**PASSAGE SHOWN:**
◆ ◆ ◆ ◆ ◆ ◆ ◆
The Guard was not able, however, to capture all of the union's leaders; Farrell Dobbs and Grant Dunne slipped through the lines and made it to the AFL's headquarters, to which strikers had been redirected after the seizure of the union's headquarters. The union then decentralized its operations further, using filling stations around town as local dispatch and information-gathering centers. As it turned out, that was fortuitous for the union, as the Guard seized the AFL's offices later that day; Dobbs and Dunne once again slipped through the lines and spent much of the rest of the day avoiding arrest.

Later that day, however, Governor Olson signaled, through an intermediary, that he wanted to talk to Dunne and Dobbs. Olson had attempted, after the arrest of most of the union's leaders, to bargain directly with a committee of representative members of Local 574; they, however, refused to talk to him until he released the union's leaders and returned the union's headquarters to the union. When Olson claimed that he had seized the union's headquarters because it had defied martial law by holding a rally at its headquarters, the union produced the permit that permitted it to hold a rally there. Olson backed down, releasing the imprisoned leaders and returning the headquarters to the union. Hundreds of other strikers remained in the stockade.
◆ ◆ ◆ ◆ ◆ ◆ ◆
**SUPPLIED ENTRIES:**
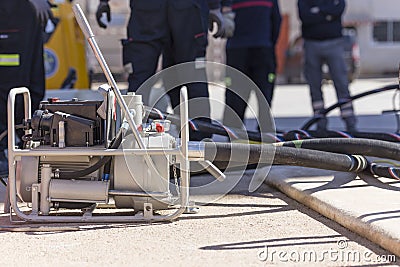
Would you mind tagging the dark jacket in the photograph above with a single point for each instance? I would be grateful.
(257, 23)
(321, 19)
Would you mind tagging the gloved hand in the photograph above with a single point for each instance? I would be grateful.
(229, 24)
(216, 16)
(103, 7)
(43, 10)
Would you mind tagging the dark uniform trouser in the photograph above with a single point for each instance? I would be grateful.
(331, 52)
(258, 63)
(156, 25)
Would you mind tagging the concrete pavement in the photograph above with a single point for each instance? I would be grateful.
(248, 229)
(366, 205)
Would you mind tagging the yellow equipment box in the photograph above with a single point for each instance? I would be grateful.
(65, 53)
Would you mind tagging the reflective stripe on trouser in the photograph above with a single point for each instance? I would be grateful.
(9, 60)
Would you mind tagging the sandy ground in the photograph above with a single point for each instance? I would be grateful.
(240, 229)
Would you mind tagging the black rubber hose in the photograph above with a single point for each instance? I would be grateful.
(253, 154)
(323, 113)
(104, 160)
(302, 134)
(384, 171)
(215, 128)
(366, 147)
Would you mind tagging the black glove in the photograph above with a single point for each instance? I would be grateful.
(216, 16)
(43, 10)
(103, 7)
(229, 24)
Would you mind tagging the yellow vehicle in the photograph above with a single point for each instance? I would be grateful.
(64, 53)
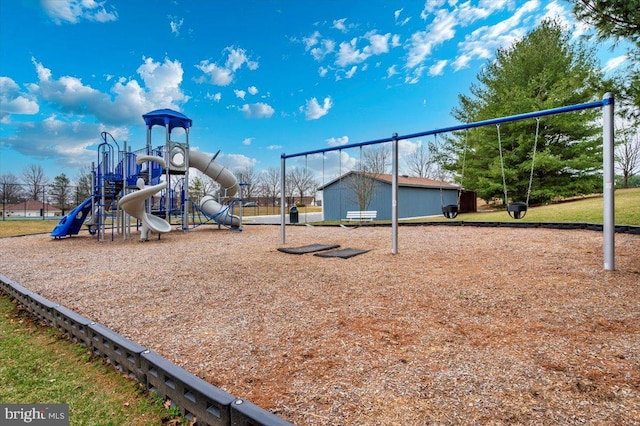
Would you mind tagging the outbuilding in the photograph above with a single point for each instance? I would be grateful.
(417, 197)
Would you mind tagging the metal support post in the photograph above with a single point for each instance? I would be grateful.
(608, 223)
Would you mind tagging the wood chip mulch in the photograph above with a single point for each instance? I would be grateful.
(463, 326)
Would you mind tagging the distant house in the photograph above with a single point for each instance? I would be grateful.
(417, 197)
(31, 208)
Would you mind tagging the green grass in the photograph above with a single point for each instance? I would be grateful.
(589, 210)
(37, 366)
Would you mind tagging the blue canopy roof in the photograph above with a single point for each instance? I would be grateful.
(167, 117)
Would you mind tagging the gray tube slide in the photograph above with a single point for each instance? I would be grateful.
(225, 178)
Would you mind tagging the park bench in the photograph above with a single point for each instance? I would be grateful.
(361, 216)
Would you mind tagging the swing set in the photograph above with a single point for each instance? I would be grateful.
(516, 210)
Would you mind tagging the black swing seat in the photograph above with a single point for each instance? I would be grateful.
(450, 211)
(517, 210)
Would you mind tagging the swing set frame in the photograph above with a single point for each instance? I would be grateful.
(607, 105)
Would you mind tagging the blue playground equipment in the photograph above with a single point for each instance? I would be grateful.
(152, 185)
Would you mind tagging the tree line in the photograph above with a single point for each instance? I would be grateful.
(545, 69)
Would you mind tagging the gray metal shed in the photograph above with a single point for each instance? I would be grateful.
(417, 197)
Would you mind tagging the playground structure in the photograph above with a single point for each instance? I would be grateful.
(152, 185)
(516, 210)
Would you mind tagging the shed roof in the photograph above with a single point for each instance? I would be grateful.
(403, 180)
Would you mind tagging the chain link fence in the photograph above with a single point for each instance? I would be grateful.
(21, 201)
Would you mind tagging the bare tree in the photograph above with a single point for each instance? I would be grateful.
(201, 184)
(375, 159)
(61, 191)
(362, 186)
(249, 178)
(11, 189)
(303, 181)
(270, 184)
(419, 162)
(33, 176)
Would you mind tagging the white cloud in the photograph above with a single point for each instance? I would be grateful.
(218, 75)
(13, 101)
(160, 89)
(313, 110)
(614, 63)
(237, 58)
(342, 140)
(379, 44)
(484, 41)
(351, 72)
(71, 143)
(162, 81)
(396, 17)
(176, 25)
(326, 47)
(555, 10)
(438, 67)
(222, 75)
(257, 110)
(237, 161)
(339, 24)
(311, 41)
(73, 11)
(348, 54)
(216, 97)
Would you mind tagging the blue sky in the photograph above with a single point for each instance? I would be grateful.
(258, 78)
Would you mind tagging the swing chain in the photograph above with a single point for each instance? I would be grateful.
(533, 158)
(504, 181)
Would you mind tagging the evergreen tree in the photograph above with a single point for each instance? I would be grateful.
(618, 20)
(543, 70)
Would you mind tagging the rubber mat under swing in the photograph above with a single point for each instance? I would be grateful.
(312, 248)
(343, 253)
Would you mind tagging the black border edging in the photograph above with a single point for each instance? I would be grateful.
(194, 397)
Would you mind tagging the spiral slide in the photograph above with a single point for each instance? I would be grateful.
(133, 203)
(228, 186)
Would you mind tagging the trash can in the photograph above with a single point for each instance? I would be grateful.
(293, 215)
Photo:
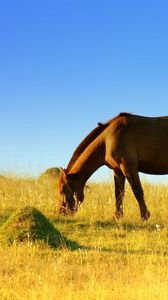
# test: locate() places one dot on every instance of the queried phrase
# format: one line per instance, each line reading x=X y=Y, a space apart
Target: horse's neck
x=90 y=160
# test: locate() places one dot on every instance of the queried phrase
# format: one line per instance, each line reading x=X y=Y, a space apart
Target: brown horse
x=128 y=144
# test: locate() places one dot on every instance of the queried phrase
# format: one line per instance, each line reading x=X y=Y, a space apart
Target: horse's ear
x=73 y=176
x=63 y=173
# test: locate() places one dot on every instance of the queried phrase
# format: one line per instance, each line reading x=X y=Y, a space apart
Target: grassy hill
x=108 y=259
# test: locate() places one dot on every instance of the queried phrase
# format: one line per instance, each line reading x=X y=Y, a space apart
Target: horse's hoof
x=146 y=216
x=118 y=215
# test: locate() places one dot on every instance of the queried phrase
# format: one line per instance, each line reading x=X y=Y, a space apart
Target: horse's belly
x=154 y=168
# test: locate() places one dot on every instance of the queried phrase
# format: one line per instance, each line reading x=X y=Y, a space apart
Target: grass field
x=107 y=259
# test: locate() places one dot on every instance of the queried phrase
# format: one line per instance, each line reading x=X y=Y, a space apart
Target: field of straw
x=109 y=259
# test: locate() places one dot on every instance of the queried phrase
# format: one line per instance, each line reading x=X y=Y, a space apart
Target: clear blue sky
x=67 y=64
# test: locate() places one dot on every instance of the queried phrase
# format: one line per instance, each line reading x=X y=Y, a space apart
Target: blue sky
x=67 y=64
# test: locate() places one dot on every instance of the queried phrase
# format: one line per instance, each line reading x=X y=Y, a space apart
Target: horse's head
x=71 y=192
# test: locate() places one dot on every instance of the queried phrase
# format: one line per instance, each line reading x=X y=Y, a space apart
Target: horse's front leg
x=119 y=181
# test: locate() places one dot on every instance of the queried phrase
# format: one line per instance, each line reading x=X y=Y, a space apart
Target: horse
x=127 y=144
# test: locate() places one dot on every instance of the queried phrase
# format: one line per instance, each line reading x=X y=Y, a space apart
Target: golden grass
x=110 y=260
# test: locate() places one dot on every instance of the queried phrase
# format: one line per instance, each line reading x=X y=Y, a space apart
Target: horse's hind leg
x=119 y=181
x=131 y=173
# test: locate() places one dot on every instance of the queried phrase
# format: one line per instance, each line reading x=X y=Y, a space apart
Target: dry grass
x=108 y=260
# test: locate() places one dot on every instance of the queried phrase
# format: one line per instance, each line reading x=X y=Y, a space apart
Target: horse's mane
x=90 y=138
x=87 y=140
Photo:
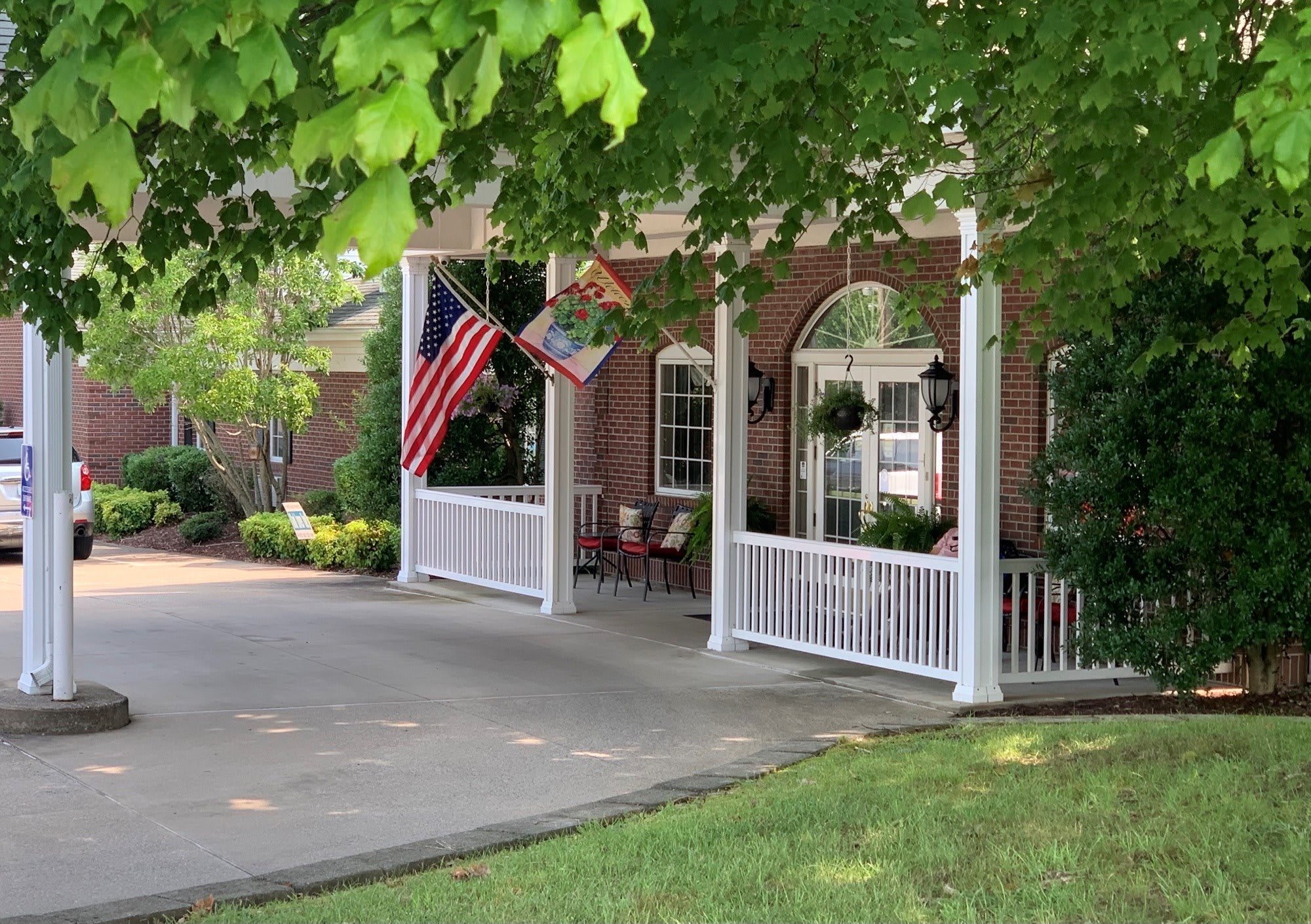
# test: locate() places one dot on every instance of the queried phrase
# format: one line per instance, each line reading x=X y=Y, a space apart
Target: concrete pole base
◆ ◆ ◆ ◆ ◆ ◆ ◆
Write the next part of the account of the Local 574 strike, picking up after its last sentence.

The leaders of the strike called for a general strike of all AFL unions to protest Olson's strikebreaking activities, but received no support for that proposal from the AFL. The strike continued for another three weeks, with both sides showing more and more fatigue as it wore on. It was finally ended by a new mediation proposal that provided for elections at each trucking company to determine whether Local 574 would represent the drivers and inside workers. The union won elections in nearly all of the major firms, losing in most of the smaller "mom and pop" operations. It subsequently won significant wage increases through arbitration.

The impact

The strike changed Minneapolis, which had been an open shop citadel under the control of the Citizens Alliance for years before 1934. In the aftermath of this strike thousands of other workers in other industries organized with the assistance of Local 574.

The strike also gave the Communist League, later renamed the Workers Party of America, a strong position in Local 574, but little more. The party was later driven out of that local by prosecutions under the Smith Act and a trusteeship imposed by Tobin in the early 1940s.

More importantly, the strike launched the career of Dobbs, who played a significant role in the organization of over-the-road drivers throughout the Midwest. Those efforts led in turn to the transformation of the Teamsters from a craft union, made up of locals with a parochial focus on their own craft and locality, into a truly national union.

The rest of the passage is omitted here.